**What is needed**
Can you quote the lines below exactly, starting at the line with "[locate] the tractor in" and going through the last one?

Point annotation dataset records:
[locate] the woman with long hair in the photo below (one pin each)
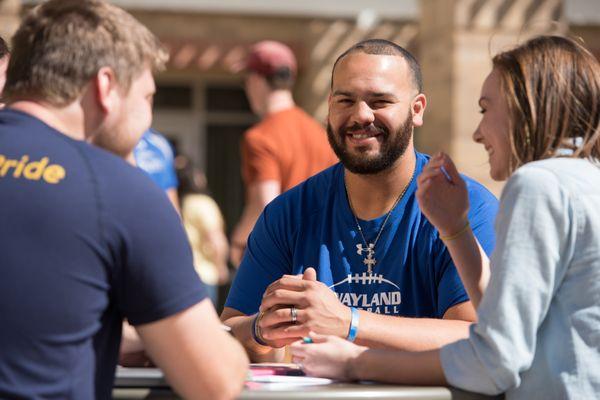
(538, 298)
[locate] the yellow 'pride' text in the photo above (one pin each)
(32, 170)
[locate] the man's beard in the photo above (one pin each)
(392, 147)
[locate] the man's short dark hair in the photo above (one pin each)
(384, 47)
(3, 48)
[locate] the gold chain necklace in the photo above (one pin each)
(369, 248)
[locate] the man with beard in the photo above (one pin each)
(348, 252)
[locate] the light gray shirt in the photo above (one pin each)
(538, 333)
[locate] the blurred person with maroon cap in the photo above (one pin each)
(286, 147)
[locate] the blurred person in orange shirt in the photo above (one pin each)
(285, 148)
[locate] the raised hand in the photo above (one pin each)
(442, 195)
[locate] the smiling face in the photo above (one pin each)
(493, 130)
(372, 111)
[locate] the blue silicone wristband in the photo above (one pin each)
(353, 331)
(255, 334)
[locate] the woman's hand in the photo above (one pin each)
(327, 356)
(442, 195)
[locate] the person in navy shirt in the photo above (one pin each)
(86, 239)
(154, 155)
(348, 252)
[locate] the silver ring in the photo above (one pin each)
(294, 314)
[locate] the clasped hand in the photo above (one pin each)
(317, 309)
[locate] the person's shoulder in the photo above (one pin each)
(310, 195)
(553, 175)
(478, 192)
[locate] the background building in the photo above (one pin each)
(201, 107)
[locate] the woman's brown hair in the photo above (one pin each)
(552, 87)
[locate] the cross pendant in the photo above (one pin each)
(370, 249)
(370, 262)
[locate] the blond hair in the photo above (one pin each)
(61, 44)
(552, 87)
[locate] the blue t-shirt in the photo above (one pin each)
(154, 155)
(86, 240)
(312, 225)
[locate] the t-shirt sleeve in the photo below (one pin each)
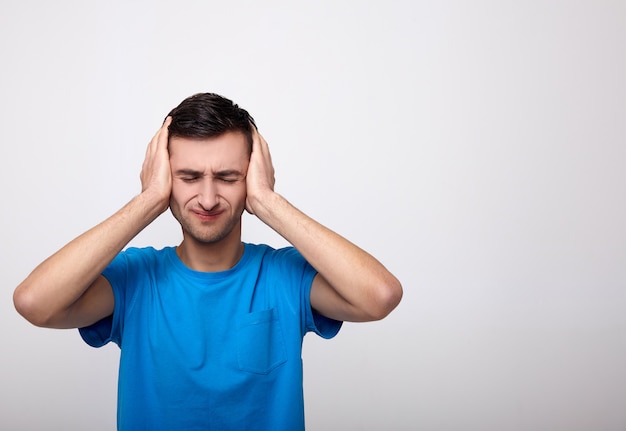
(109, 328)
(312, 321)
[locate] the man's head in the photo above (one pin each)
(208, 115)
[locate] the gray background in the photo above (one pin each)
(476, 148)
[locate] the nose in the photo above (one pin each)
(208, 198)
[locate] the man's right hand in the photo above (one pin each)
(156, 176)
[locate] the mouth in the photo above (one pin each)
(207, 215)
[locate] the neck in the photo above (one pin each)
(210, 257)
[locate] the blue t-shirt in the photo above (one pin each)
(210, 351)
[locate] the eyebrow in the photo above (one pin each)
(222, 173)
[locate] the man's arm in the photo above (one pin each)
(351, 285)
(67, 290)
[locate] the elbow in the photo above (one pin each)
(388, 297)
(30, 308)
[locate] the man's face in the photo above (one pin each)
(209, 185)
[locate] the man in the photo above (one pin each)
(210, 331)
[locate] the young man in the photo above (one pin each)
(210, 331)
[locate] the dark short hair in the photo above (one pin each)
(207, 115)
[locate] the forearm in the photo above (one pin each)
(368, 288)
(63, 278)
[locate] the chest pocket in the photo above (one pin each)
(261, 345)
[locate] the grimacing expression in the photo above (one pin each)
(209, 185)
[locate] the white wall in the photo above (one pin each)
(476, 148)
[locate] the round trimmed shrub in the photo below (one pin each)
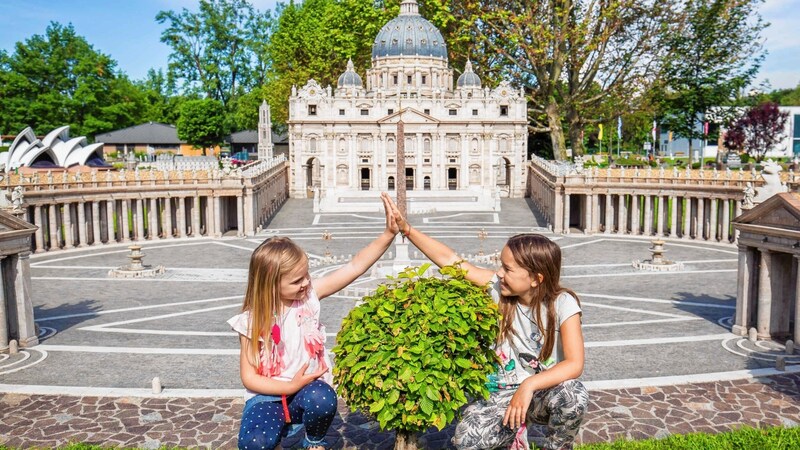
(417, 348)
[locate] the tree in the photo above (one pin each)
(758, 130)
(416, 349)
(712, 57)
(59, 79)
(202, 123)
(219, 49)
(574, 56)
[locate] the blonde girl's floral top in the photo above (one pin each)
(302, 340)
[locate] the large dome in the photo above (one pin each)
(409, 34)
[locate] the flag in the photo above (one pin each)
(653, 131)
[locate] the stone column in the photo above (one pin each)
(22, 291)
(169, 225)
(701, 218)
(744, 294)
(39, 234)
(673, 216)
(4, 310)
(588, 217)
(239, 216)
(726, 220)
(55, 240)
(124, 222)
(181, 216)
(95, 223)
(796, 335)
(153, 213)
(82, 228)
(622, 215)
(140, 219)
(660, 225)
(196, 216)
(68, 236)
(686, 233)
(648, 215)
(110, 222)
(764, 314)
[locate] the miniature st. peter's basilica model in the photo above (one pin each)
(467, 143)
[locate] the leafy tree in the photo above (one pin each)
(711, 58)
(758, 130)
(574, 56)
(416, 350)
(219, 49)
(59, 79)
(202, 123)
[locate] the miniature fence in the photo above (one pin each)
(688, 204)
(92, 208)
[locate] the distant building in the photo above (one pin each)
(673, 146)
(471, 139)
(152, 138)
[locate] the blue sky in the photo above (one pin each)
(128, 32)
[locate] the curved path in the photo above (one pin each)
(660, 355)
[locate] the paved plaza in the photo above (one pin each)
(660, 357)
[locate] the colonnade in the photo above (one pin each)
(676, 205)
(73, 214)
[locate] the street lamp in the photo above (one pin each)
(482, 236)
(327, 236)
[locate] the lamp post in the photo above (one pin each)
(482, 235)
(327, 236)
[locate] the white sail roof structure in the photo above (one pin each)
(57, 149)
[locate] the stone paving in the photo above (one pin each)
(51, 421)
(660, 357)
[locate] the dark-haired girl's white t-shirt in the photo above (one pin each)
(519, 355)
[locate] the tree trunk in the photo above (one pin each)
(405, 440)
(556, 132)
(575, 134)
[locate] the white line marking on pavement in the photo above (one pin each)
(139, 350)
(656, 341)
(139, 308)
(639, 322)
(635, 274)
(655, 300)
(625, 383)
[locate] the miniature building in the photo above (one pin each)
(769, 250)
(16, 309)
(468, 139)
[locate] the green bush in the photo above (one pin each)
(416, 350)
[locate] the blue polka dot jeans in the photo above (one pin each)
(263, 422)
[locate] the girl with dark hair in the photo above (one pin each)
(283, 362)
(540, 345)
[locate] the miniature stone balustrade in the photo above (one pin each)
(163, 204)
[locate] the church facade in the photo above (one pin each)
(343, 142)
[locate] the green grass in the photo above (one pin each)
(746, 438)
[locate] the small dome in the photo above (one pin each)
(468, 79)
(409, 34)
(349, 78)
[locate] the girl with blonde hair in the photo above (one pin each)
(283, 362)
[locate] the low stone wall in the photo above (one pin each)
(92, 208)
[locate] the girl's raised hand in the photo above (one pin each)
(392, 224)
(392, 209)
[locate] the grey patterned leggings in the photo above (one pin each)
(561, 408)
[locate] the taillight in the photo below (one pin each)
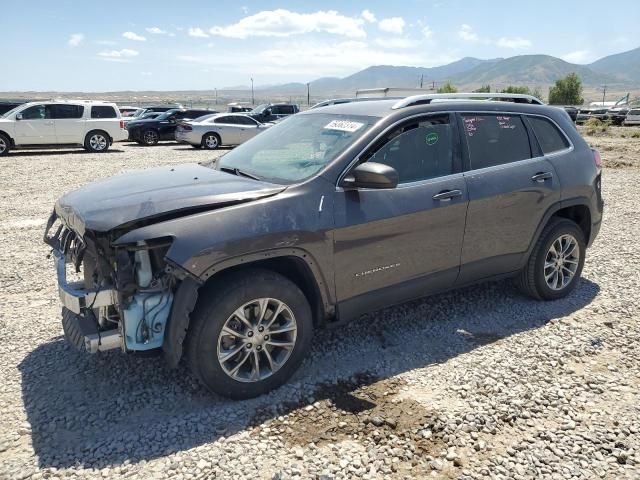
(596, 158)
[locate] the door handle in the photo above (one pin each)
(542, 176)
(447, 195)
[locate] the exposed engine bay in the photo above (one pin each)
(120, 298)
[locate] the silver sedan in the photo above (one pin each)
(211, 131)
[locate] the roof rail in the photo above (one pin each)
(428, 98)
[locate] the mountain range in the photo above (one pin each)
(618, 70)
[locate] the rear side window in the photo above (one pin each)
(103, 111)
(67, 111)
(495, 139)
(549, 137)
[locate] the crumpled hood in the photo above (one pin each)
(153, 193)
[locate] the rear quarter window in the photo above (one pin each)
(103, 111)
(495, 139)
(549, 136)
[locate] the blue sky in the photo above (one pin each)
(70, 45)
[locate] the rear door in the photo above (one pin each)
(395, 244)
(511, 186)
(36, 126)
(70, 123)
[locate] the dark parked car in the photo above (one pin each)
(6, 106)
(335, 212)
(617, 115)
(149, 131)
(272, 112)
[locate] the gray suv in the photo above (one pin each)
(331, 213)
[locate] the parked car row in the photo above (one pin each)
(619, 115)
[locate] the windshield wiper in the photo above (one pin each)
(239, 173)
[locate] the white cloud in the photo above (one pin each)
(397, 42)
(198, 32)
(284, 23)
(156, 31)
(368, 16)
(392, 25)
(579, 56)
(134, 36)
(467, 34)
(76, 39)
(124, 53)
(515, 43)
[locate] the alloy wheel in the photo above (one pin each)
(211, 141)
(561, 262)
(257, 340)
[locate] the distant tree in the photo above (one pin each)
(538, 94)
(483, 89)
(516, 89)
(567, 91)
(447, 88)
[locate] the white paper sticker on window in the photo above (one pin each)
(344, 125)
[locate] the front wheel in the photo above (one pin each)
(556, 262)
(96, 142)
(249, 334)
(5, 144)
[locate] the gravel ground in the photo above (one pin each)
(477, 383)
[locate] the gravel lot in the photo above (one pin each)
(477, 383)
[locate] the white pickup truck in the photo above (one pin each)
(89, 124)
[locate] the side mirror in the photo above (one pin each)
(371, 175)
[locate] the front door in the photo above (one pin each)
(396, 244)
(511, 186)
(36, 126)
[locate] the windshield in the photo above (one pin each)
(297, 148)
(13, 110)
(260, 108)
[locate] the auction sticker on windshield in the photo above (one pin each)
(344, 125)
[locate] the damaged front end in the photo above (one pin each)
(118, 297)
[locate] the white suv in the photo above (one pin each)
(92, 125)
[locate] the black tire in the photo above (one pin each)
(97, 141)
(211, 141)
(5, 144)
(531, 281)
(217, 305)
(150, 137)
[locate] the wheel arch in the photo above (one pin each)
(294, 264)
(576, 209)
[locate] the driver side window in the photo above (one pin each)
(37, 112)
(418, 150)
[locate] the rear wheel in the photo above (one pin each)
(211, 141)
(250, 334)
(150, 137)
(96, 141)
(5, 144)
(555, 265)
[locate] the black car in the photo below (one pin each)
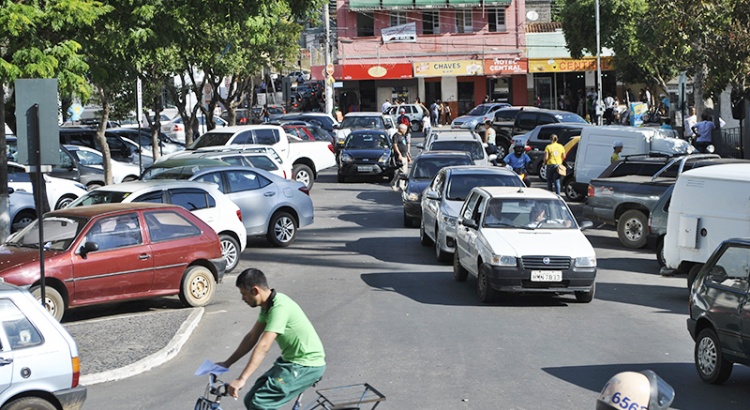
(719, 311)
(421, 172)
(366, 153)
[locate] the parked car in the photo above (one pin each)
(106, 253)
(421, 172)
(719, 311)
(271, 205)
(443, 198)
(366, 153)
(43, 364)
(478, 116)
(203, 200)
(522, 241)
(60, 192)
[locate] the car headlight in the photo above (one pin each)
(503, 260)
(585, 262)
(346, 158)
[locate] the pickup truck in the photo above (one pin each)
(626, 201)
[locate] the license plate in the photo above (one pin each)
(546, 276)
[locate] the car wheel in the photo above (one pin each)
(631, 229)
(660, 253)
(198, 286)
(29, 403)
(303, 173)
(282, 230)
(423, 238)
(709, 360)
(693, 273)
(22, 219)
(484, 290)
(586, 297)
(459, 272)
(53, 300)
(570, 191)
(542, 171)
(230, 250)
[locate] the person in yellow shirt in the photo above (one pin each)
(554, 155)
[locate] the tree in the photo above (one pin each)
(36, 41)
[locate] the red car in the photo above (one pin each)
(104, 253)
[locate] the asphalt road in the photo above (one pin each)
(390, 315)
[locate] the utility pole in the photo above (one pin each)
(329, 76)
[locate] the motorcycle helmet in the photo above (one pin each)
(641, 390)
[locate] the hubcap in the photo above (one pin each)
(707, 356)
(284, 229)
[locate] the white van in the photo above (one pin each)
(708, 206)
(596, 147)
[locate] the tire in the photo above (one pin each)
(29, 403)
(423, 238)
(303, 173)
(54, 301)
(22, 219)
(709, 360)
(693, 273)
(631, 229)
(65, 201)
(570, 191)
(230, 250)
(586, 297)
(198, 286)
(459, 272)
(484, 290)
(282, 230)
(660, 253)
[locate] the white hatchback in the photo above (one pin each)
(201, 198)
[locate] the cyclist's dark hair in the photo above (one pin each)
(251, 277)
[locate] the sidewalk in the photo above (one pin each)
(120, 347)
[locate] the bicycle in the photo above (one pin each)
(350, 397)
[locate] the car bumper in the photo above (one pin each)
(71, 399)
(519, 280)
(221, 266)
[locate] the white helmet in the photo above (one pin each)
(637, 390)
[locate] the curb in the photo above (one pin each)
(147, 363)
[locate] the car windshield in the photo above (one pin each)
(459, 185)
(363, 122)
(59, 233)
(366, 141)
(211, 139)
(472, 147)
(522, 213)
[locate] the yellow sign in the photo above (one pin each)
(448, 68)
(561, 65)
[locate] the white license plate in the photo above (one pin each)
(546, 276)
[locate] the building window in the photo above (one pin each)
(496, 19)
(431, 22)
(365, 24)
(464, 23)
(398, 18)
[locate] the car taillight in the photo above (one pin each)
(76, 361)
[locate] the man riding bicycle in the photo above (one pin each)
(302, 360)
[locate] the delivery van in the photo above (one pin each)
(596, 147)
(708, 206)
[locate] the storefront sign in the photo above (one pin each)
(506, 66)
(560, 65)
(448, 68)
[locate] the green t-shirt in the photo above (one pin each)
(297, 338)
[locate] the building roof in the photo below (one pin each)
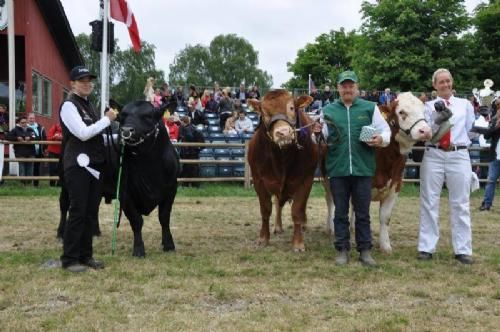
(57, 22)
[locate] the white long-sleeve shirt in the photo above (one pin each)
(462, 119)
(73, 121)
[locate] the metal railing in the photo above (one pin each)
(246, 179)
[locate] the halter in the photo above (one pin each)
(141, 139)
(408, 131)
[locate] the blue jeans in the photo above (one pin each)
(493, 175)
(358, 190)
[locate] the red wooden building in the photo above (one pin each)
(46, 51)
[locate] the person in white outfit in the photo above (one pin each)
(447, 162)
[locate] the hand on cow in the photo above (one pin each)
(317, 127)
(376, 141)
(111, 114)
(442, 113)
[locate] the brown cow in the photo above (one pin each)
(283, 159)
(408, 126)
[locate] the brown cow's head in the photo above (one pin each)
(278, 111)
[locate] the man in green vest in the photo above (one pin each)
(350, 163)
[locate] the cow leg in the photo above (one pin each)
(385, 212)
(266, 208)
(329, 207)
(136, 222)
(164, 211)
(278, 225)
(299, 215)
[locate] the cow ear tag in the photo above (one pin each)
(83, 160)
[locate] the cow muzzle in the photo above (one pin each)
(126, 133)
(283, 134)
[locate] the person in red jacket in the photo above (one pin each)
(172, 127)
(54, 150)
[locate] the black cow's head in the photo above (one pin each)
(138, 121)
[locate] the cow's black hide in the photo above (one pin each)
(149, 172)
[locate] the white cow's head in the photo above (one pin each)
(407, 113)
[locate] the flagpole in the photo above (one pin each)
(309, 85)
(104, 56)
(12, 64)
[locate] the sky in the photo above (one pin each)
(277, 29)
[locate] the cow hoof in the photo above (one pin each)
(169, 248)
(386, 250)
(262, 242)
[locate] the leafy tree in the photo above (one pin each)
(228, 60)
(324, 59)
(92, 61)
(487, 42)
(404, 41)
(133, 71)
(128, 71)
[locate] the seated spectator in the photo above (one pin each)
(54, 150)
(212, 106)
(197, 117)
(4, 118)
(172, 127)
(205, 98)
(327, 96)
(179, 97)
(243, 125)
(157, 98)
(254, 93)
(241, 94)
(386, 97)
(149, 92)
(23, 133)
(230, 128)
(225, 107)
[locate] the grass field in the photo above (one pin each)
(219, 280)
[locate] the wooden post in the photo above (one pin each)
(248, 176)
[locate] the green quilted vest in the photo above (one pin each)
(347, 155)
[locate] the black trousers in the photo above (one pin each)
(84, 192)
(54, 169)
(358, 189)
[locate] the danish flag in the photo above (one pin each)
(121, 11)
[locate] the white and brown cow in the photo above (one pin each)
(406, 119)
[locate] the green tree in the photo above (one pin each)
(133, 71)
(228, 60)
(404, 41)
(92, 61)
(487, 42)
(324, 59)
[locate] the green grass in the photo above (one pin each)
(14, 188)
(220, 280)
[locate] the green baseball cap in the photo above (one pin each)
(347, 75)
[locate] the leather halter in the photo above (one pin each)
(141, 139)
(408, 131)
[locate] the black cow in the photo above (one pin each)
(149, 174)
(150, 170)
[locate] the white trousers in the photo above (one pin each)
(454, 168)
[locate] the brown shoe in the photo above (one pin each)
(94, 264)
(76, 268)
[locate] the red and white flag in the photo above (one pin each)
(121, 11)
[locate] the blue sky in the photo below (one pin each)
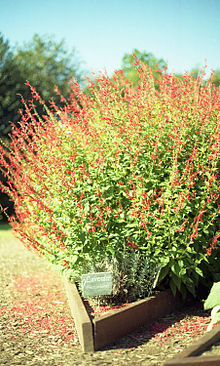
(184, 33)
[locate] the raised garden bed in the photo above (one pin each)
(96, 332)
(192, 356)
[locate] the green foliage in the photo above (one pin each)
(214, 297)
(213, 302)
(133, 170)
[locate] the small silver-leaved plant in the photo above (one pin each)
(133, 276)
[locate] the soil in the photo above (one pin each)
(36, 326)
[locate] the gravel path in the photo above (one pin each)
(36, 326)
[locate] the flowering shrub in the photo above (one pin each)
(213, 302)
(121, 169)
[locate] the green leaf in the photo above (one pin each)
(162, 273)
(173, 286)
(215, 315)
(199, 271)
(214, 297)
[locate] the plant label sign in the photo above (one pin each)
(94, 284)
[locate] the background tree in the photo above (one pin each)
(10, 85)
(130, 70)
(44, 63)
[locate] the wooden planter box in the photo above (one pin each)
(191, 356)
(96, 333)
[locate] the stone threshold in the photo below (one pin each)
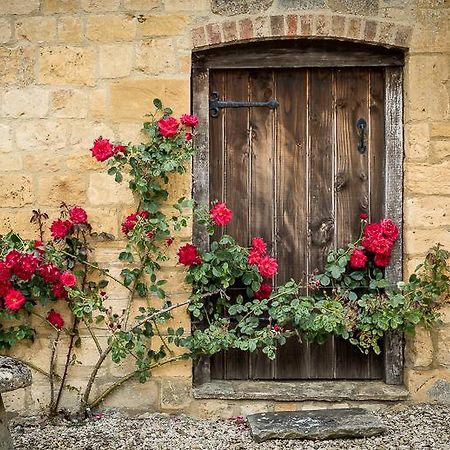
(299, 391)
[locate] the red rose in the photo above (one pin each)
(264, 291)
(78, 215)
(60, 228)
(68, 279)
(259, 246)
(102, 149)
(254, 257)
(188, 255)
(358, 259)
(27, 266)
(268, 266)
(389, 229)
(189, 121)
(12, 259)
(5, 272)
(382, 260)
(220, 214)
(168, 127)
(59, 291)
(55, 319)
(14, 300)
(50, 273)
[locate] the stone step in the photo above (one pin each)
(315, 424)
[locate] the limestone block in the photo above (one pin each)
(176, 393)
(70, 29)
(157, 56)
(84, 133)
(67, 65)
(17, 65)
(60, 6)
(36, 29)
(427, 86)
(419, 350)
(5, 30)
(5, 138)
(427, 179)
(53, 189)
(430, 211)
(115, 60)
(27, 102)
(162, 26)
(141, 5)
(107, 28)
(10, 162)
(41, 135)
(100, 5)
(69, 103)
(417, 141)
(15, 191)
(103, 190)
(131, 99)
(19, 6)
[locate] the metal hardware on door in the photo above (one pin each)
(361, 124)
(215, 104)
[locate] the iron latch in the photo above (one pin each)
(215, 104)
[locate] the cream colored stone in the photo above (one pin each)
(84, 134)
(28, 102)
(103, 190)
(59, 6)
(10, 162)
(15, 191)
(141, 5)
(417, 141)
(425, 74)
(18, 6)
(41, 135)
(115, 60)
(429, 211)
(5, 31)
(54, 189)
(67, 65)
(98, 103)
(162, 26)
(100, 5)
(157, 56)
(109, 28)
(5, 138)
(36, 29)
(70, 29)
(69, 103)
(131, 99)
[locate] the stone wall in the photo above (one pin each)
(71, 70)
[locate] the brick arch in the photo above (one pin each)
(325, 26)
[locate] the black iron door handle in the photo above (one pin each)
(361, 125)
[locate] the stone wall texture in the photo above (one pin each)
(71, 70)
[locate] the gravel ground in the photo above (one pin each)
(416, 427)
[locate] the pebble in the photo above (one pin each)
(417, 427)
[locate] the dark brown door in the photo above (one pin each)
(294, 175)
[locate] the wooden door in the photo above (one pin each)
(294, 175)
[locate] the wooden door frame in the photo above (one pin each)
(307, 54)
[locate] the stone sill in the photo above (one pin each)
(299, 391)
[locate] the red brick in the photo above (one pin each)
(246, 28)
(229, 31)
(277, 25)
(199, 37)
(291, 22)
(213, 32)
(306, 25)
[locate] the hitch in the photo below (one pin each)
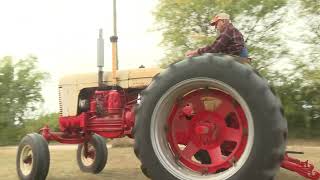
(305, 168)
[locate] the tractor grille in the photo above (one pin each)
(60, 101)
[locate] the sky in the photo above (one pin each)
(63, 35)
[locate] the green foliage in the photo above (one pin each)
(49, 119)
(13, 135)
(185, 25)
(20, 89)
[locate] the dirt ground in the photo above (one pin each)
(122, 164)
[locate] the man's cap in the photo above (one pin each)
(219, 17)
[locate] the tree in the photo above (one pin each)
(184, 24)
(20, 89)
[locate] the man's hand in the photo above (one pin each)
(192, 53)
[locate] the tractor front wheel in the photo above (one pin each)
(210, 117)
(95, 159)
(33, 158)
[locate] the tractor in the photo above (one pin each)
(203, 118)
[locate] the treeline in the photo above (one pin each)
(13, 135)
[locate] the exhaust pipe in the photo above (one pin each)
(100, 57)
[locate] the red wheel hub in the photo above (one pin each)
(207, 120)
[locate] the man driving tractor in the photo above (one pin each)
(229, 41)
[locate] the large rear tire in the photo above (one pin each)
(97, 156)
(33, 158)
(210, 117)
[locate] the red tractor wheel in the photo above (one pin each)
(33, 158)
(96, 157)
(210, 117)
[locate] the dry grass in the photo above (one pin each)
(122, 164)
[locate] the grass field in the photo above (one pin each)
(122, 164)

**Correct answer**
[locate] the tractor in the photo above (one pin each)
(203, 118)
[locate] the treeline in the photo above (one pin each)
(13, 135)
[locate] the exhaust pipe in the photo above (one pin each)
(100, 57)
[locate] the red wheel hub in the photo above (one pin each)
(207, 120)
[locate] the man driving tractor in the photo above (one pin each)
(229, 41)
[locate] the large rear tire in the photo above (one pin each)
(97, 156)
(33, 158)
(210, 117)
[locate] the red tractor wheel in the photo above (one pin each)
(33, 158)
(96, 157)
(210, 117)
[locate] the dry grass in the photo above (one pin each)
(122, 164)
[locate] the grass field in the photo above (one pin each)
(122, 164)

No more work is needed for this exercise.